Instrucciones> Sustituye "one point per instance" por "one point per object" en todos los ítems y deja el resto del texto sin cambios.

[Extractos de datos de señalamiento]
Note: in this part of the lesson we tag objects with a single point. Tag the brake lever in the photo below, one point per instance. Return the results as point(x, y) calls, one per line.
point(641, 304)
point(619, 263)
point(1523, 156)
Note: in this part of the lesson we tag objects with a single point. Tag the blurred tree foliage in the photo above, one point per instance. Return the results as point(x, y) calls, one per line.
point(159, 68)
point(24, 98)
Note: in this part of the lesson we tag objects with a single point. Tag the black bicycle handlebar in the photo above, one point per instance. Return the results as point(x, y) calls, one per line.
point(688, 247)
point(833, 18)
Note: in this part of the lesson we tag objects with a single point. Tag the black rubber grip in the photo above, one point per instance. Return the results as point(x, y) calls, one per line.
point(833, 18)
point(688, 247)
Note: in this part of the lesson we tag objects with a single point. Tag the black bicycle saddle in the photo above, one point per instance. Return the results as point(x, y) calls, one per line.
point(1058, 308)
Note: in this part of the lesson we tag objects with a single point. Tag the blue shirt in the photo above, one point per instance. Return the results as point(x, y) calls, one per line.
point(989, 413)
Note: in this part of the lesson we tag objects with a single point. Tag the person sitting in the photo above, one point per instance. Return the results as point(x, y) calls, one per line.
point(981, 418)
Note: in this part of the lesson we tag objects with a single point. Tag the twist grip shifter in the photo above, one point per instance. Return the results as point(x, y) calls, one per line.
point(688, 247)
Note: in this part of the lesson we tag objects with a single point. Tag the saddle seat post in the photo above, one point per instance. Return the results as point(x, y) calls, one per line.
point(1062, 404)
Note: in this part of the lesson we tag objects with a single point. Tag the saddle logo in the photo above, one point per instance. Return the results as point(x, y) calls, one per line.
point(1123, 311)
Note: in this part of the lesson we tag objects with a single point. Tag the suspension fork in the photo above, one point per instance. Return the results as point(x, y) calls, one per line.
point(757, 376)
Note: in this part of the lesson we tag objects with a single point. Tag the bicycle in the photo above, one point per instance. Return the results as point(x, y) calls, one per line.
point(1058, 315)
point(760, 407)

Ejercicio resuelto>
Note: in this part of the lesson we tag objects with a single point. Tag the brake lever in the photo below, one point per object. Return the results as point(x, y) calls, one per line.
point(641, 304)
point(619, 263)
point(1523, 156)
Note: in this part of the lesson we tag objects with a single point. Tag the blurred tree foliage in the photo above, one point per object. Return the results as point(x, y) calls, one per line.
point(159, 68)
point(24, 98)
Note: in this part of the lesson we tag objects with a single point. Tag the black bicycle handlebar in the photo above, one point per object. Return the results as point(x, y) calls, one per line.
point(688, 247)
point(833, 18)
Note: in this part of the lesson we tag objects with a single point. Tag the black rubber grip in the photo above, one point per object. Return the results as point(x, y) calls, one per line.
point(833, 18)
point(688, 247)
Note: in this part of the lesson we tag objects with a single point. Tag the black bicycle saddle in the photo above, one point per object. Return the results as point(x, y) calls, one per line.
point(1058, 308)
Note: in this part of the lesson we tag objects with a single point. Tag the blue shirt in the photo above, one point per object. Return the results as point(x, y) calls, one per line.
point(989, 413)
Note: in this part of the lesson we tag objects with a single point. Tag the person sitting in the photo above, one point per object. Return the results as point(x, y) calls, one per line.
point(981, 418)
Note: in this part of the lesson we tag objects with a single point. Tag the twist grip shifter in the photo above, one point per object. Return the results as point(x, y) calls, one per line.
point(688, 247)
Note: in this part of the lesson we tag objects with a single point. Tag the saddle seat post in the photo above, one point per object. Return the results as point(x, y) calls, one per line.
point(1062, 404)
Note: in this part of the lesson we tag objects with a single point. Tag the saddle logo in the photo above, one point per object. Return the results as point(x, y) calls, one per line.
point(1123, 311)
Note: in this part of the lesson we tag objects with a single point. Tag the suspension fork in the photo above, one point per object. Return the results as point(x, y) calls, one per line.
point(757, 376)
Note: in this part of the lesson we tag objects with a single point. Tag the bicycle in the photo above, one point per object. Return the results as point(x, y) calls, one per line.
point(1058, 315)
point(760, 407)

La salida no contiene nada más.